#### [TEKSTFRAGMENT]
= = = =

Onze reis door Vietnam zit er bijna op. Maar voor we definitief afscheid moeten nemen gaan we de zee op; in Halong Bay, een van de zeven natuurlijke wereldwonderen. Unesco World Heritage site sinds 1994, strekt het zich uit over 1500 km2 water en biedt het de argeloze bezoeker een onvoorstelbare, lang geleden door een mythische draak geschapen myriade van zo’n tweeduizend hoog uit de zee opgestuwde karstbergen die zich over de golven buigen als eeuwenoude zwarte reuzen, onverschillig en ongenaakbaar. Door wind en water uitgeslepen grotten doorklieven het poreuze gesteente, als in een poging de macht van de giganten te breken. Een droomlandschap zonder weerga.
We gooien er voor de verandering eens flink wat dollars tegenaan en zodoende krijgen we de kans drie dagen lang in een donkerbruine Chinese jonk dit wonderlijke gebied te doorkruisen. Slapen doen we in een fijne hut twee verdiepingen boven de waterlijn. Ik voel me eventjes als een rijke koopman uit Sjanghai, ergens in het midden van de 19de eeuw. Vergeet Love Boat, zink de Titanic, verkoop de Onedin Line, fuck de VOC en z’n Balkenende-mentaliteit, dit is het helemaal.
Wel heeft het ons van tevoren flink wat stress gekost. We hadden geboekt bij ons hotel, soort van, om precies te zijn bij de eerder genoemde Chim, onze hotelredder. Niks aan de hand, zou je zeggen, ware het niet dat we na betaling geen kwitantie hadden ontvangen. Dat betekent geen enkel tastbaar bewijs voor de transactie.
Beetje dom. Voor letterlijk hetzelfde geld had Chim een hele fijne week aan ons overgehouden. Onze Azie-instincten begonnen onbedaarlijk te loeien na het realiseren van deze fout. Wat als er de volgende ochtend helemaal geen bus voor de deur stopte? Wat als Chim eigenlijk Frits heette en dagenlang onvindbaar bleek? Dit soort vergissingen maken we nooit. Domdomdom! Ik nam me al voor om me drie dagen lang een weg door de krochten van Hanoi te McGuyveren, bewapend met een scherpe bamboestok en met een nauwelijks verholen hekel op zak, op zoek naar iemand die niet echt bestond.
Gelukkig bleek onze paranoia volledig voor niets te zijn geweest. Chim kwam ‘s ochtends keurig met de brommer aanrijden en overhandigde ons twee papiertjes en een vette glimlach. “Here’s your tickets, madame.” Carina is hier naar oud Frans gebruik een ‘madame’, daar moet je verder niks achterzoeken. De bus kwam even later. Chim en ik zijn ondertussen Facebookvrienden. Toch was het dom.

= = = =

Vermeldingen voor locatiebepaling

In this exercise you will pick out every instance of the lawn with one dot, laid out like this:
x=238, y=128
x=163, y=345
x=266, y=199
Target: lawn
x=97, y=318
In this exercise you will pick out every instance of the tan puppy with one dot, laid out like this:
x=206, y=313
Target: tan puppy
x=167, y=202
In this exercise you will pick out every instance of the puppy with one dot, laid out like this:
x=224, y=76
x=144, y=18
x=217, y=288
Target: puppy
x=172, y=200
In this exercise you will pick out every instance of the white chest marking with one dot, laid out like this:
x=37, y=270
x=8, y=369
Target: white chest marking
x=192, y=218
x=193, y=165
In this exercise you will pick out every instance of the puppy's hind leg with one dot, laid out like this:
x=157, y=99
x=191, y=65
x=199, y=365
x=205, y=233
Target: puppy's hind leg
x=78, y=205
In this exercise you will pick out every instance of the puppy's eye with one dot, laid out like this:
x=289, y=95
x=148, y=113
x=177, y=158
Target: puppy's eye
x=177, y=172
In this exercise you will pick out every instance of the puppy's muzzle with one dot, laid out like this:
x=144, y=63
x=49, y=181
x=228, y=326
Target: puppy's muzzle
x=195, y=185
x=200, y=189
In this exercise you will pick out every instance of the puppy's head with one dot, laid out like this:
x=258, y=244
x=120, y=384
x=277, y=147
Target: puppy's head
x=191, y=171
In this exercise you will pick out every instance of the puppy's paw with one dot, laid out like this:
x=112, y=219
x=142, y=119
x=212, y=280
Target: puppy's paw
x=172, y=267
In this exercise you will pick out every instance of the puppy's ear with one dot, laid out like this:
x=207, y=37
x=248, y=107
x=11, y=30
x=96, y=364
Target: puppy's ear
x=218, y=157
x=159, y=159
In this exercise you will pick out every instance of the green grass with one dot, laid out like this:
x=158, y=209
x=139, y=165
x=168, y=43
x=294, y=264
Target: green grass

= = = =

#### [JOUW OPDRACHT]
Zet het reisverslag over de tocht door Halong Bay voort na de laatste zin. De lijst heeft niets met het reisverslag te maken.

#### [ANTWOORD]
We rijden met wat lotgenoten naar Halong City, de plaats waar alle boten het niet al te ruime sop kiezen. Ik vreesde nog even voor een lange file van jonks terwijl we door het water ploegden, maar 1500 km2 is blijkbaar genoeg om elkaar niet in de weg te liggen. Wat volgde was onvergetelijk in schoonheid, en een beetje vermoeiend wegens kuddegedrag. Wij zijn nou eenmaal gewend alles zelf te doen, zoveel mogelijk weg van de groepen toeristen en wars van vastgestelde programma’s. Dat bleek helaas niet mogelijk. Elke dag vulde zich met strak georganiseerde uitjes en activiteiten. Nou ja, dat moest dan maar. Halong Bay is het meer dan waard. Het is een voorrecht hier te zijn.
Tuffend door de wirwar van rotsen kijken we onze ogen uit onze kop. Ik heb zelden zoiets indrukwekkends gezien. Majestueuze monsterbergen aan iedere kant, vreemde vormen opdoemend uit de mist als enorme wezens uit een andere wereld. Dit IS een andere wereld, niet van deze aarde, antiek en futuristisch tegelijk. Het is een tot leven gekomen fantasyboek. Een begenadigde Vietnamese schrijver die ik aan het lezen ben noemde deze rotsformaties ‘de kruimels die de Goden lieten vallen toen ze bergen aan het bakken waren.’ Dus dat. Ik denk aan ontdekkingsreizigers uit vervlogen tijden. Wat zouden ze gedacht hebben bij het zien van de mysterieuze karstkolossen?
Halong betekent ‘waar de Draak in de zee verdwijnt’. Een gigantische draak uit de bergen zou ooit op deze plek het water in zijn gerend, met zijn staart diepe groeven in het landschap achterlatend. Die vulden zich onmiddelijk met zeewater, totdat nog slechts de toppen van de bergen zichtbaar bleven. Ik kan me er alles bijvoorstellen. Zo moet het gebeurd zijn, en niet anders. Geologische verklaringen doen simpelweg geen recht aan dit schouwspel. Slijtageprocessen door weer, wind en water; ik wil het niet weten. Laat me nou.
De eerste dag leren we springrolls maken, iets dat we in Hoi An al uitgebreid gedaan hebben, en varen we aan boord van kleine bamboesloepen door grotten en natuurlijke stenen bogen, onder en tussen de bergen door. Wij zijn slechts dwergen hier.
De sloepen worden geroeid door vissers die al vele decenia of langer op het water leven, in drijvende huizen. Ze komen amper aan land. Ieder eiland heeft een hond die nog nooit vaste grond onder de poten heeft gehad. Ze vangen vis die dan worden vetgemest in met netten afgesloten gedeeltes. Deze mensen leven en werken, worden geboren en sterven op zee, alsof het de gewoonste zaak van de wereld is. En dat is het ook. Hier wel. De kinderen gaan zelfs naar school op het water.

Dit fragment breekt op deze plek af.